**Given problem:** Copy word for word everything in the passage on CUNY funding below, from "The rise of" down to "the current system.".

--- Reading text ---

The return on capital investments is much higher than the rise in personal income for workers (which has been mostly stagnant for decades), and this largely accounts for rising inequality. It’s the reason why the richest 400 individuals in the US have more wealth than the entire poorer half of the population. Their rapidly rising wealth provides the oligarchy with greater and greater resources to control the political process. No matter which of the two major parties is in office, the “permanent government” of big business is in the driver’s seat.

The defunding of CUNY

It would have been difficult enough for the PSC if it had only been confronting a Governor committed to forcing public unions to accept stingy contracts. However, the impasse with the Governor also occurred in the midst of a decades-long defunding of CUNY. Adjusted for inflation, state aid to CUNY senior colleges per student declined by 35 percent from the 1990-91 to the 2014-15 school years.38 If state aid to CUNY had only kept up with the rate of growth of New York State’s operating budget, the University budget would be $637 million larger than it is today – nearly 44% higher!39

To make up for the loss of state revenue, student tuition has more than quadrupled since 1990-91, and now pays for a much larger proportion of the operating expenses for CUNY’s four-year colleges: 46 percent in 2014-15 compared to 21 percent in 1990-91. In CUNY’s community colleges, student tuition – which has more than tripled in the same time period — now pays for 45 percent of the operating expenses compared to 22 percent in 1990-91. This has increased the economic burden on students from low and middle-income families, while doing nothing to prevent increased class size, reduced course offerings and decreased services.40

Another result of austerity funding for CUNY has been the relentless pressure to reduce the number of full-time professors and replace them with part-time contingent faculty. Even as the number of CUNY students climbed, the number of full-time faculty fell from over 11,000 in 1975 to about 7,700 today.

Disinvestment in CUNY and the growing reliance on poorly paid contingent faculty is part of a national phenomenon, with real dollar spending on public higher education having decreased for decades in most states. A recent study by the Center on Budget and Policy Priorities reported that forty-five out of fifty states were spending 17 percent less per student in the 2015-16 school year than they did before the recession hit in 2008. One result has been a 33 percent tuition increase at four-year colleges over that period. This sharp rise in college costs occurred at a time when household income was stagnant, leading to record levels of student debt.41

Reduced state appropriations have made it irresistible for university administrators to hire a growing number of part-time academic laborers who are paid only for the hours they teach, who get a fraction of the salary paid to a full-time professor, who can be dismissed when classes don’t run, who need not be paid full benefits or even provided with adequate office space, who have no academic freedom to criticize university policy, who are easy to control and have little or no input into university governance. Today, three-quarters of all faculty members in the US are non-tenure track. Universities have led the way towards an economy in which employees have no job security and few benefits.42

The rise of precarious work – what economists call “alternative work arrangements,” namely jobs as independent contractors, through temporary agencies, or on-call, with no job security and few if any benefits – has proceeded at a frightening pace. In 2015, nearly one out of every six US workers was in this position, up from one out of ten a decade earlier. Compared to ten years before, an additional 9.4 million people were now in non-traditional contingent jobs.43 Sadly, this is the awful present reality for many adjunct professors at CUNY, and is the dismal future awaiting many CUNY students under the current system.

--- Items ---

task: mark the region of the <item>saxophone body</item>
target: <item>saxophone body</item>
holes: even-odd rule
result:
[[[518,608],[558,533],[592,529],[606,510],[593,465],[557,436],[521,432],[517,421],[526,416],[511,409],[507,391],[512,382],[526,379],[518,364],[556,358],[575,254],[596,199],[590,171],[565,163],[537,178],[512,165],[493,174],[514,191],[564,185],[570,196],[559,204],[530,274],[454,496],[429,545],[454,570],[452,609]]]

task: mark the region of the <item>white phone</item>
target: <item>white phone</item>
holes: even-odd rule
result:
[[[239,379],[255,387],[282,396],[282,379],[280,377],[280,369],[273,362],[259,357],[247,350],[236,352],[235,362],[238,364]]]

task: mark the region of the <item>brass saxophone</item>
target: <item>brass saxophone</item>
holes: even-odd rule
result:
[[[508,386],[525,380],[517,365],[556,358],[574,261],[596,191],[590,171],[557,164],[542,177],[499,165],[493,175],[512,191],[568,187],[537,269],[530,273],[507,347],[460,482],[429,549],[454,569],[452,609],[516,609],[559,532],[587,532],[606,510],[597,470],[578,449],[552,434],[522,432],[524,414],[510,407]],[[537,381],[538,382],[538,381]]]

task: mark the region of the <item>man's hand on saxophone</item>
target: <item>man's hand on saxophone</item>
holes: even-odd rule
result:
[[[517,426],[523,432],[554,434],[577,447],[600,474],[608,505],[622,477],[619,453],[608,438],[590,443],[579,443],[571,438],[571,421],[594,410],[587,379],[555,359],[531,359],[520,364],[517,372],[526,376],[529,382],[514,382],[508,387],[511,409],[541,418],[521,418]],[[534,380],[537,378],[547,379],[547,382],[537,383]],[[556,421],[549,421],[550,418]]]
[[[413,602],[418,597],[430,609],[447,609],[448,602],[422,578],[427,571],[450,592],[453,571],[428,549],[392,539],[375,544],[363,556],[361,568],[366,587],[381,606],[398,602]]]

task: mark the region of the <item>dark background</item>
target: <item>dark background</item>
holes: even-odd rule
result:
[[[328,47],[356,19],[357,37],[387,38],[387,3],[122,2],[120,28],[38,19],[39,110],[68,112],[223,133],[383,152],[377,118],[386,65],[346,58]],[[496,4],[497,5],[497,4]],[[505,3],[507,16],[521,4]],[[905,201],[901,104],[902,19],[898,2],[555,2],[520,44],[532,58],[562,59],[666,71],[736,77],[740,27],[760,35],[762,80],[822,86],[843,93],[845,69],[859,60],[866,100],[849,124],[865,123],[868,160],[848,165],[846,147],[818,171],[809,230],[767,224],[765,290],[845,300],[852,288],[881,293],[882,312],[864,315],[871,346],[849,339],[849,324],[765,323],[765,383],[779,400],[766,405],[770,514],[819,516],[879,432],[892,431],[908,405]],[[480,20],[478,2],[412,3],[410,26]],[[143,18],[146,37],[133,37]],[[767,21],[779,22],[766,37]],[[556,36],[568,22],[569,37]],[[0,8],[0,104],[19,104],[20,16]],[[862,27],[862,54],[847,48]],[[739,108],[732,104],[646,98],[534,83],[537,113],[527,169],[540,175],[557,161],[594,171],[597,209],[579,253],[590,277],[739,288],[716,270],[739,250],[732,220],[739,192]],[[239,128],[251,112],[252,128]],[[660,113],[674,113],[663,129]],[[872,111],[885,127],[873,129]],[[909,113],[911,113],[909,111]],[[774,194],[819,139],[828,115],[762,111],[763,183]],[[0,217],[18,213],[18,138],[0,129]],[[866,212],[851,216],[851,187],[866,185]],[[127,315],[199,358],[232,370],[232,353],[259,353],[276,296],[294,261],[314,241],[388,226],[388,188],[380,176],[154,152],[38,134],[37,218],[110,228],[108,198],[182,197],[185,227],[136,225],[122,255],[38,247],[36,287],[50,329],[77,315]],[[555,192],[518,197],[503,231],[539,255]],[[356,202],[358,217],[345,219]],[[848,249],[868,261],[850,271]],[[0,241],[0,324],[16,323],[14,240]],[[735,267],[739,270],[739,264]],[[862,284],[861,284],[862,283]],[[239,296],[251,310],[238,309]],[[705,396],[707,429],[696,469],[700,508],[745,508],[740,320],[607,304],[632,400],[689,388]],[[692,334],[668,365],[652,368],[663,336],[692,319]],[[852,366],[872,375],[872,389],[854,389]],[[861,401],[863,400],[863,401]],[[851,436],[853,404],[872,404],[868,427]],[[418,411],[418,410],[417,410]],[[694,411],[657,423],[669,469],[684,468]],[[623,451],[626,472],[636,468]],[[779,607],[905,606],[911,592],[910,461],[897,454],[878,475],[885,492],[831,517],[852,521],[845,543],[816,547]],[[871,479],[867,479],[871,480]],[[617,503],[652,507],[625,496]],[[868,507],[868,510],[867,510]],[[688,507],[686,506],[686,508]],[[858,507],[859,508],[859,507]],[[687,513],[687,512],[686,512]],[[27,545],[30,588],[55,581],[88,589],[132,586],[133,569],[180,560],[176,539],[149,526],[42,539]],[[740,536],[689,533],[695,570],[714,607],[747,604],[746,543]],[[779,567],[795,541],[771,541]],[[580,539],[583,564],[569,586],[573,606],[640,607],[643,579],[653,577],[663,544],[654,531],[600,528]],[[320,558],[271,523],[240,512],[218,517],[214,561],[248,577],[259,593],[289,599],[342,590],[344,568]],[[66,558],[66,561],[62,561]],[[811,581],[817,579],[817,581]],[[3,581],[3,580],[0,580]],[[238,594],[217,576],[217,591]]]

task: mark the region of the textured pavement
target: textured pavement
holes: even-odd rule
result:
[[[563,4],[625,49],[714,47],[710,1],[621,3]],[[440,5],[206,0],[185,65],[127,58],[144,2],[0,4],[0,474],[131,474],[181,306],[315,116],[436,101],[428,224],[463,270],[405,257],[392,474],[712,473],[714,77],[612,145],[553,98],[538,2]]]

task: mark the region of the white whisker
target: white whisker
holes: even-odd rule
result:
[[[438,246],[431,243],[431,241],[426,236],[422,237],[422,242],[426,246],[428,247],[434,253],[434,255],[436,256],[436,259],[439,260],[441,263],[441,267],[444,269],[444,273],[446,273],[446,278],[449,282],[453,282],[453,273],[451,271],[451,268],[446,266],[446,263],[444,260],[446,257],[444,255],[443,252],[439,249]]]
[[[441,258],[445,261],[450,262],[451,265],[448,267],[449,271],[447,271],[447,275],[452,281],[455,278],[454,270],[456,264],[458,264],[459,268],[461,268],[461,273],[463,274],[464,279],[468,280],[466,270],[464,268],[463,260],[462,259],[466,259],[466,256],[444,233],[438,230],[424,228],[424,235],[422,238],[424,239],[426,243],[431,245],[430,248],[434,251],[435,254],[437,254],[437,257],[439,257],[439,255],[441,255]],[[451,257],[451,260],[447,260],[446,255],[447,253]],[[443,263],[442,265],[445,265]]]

---

**Solution to the exercise:**
The rise of precarious work – what economists call “alternative work arrangements,” namely jobs as independent contractors, through temporary agencies, or on-call, with no job security and few if any benefits – has proceeded at a frightening pace. In 2015, nearly one out of every six US workers was in this position, up from one out of ten a decade earlier. Compared to ten years before, an additional 9.4 million people were now in non-traditional contingent jobs.43 Sadly, this is the awful present reality for many adjunct professors at CUNY, and is the dismal future awaiting many CUNY students under the current system.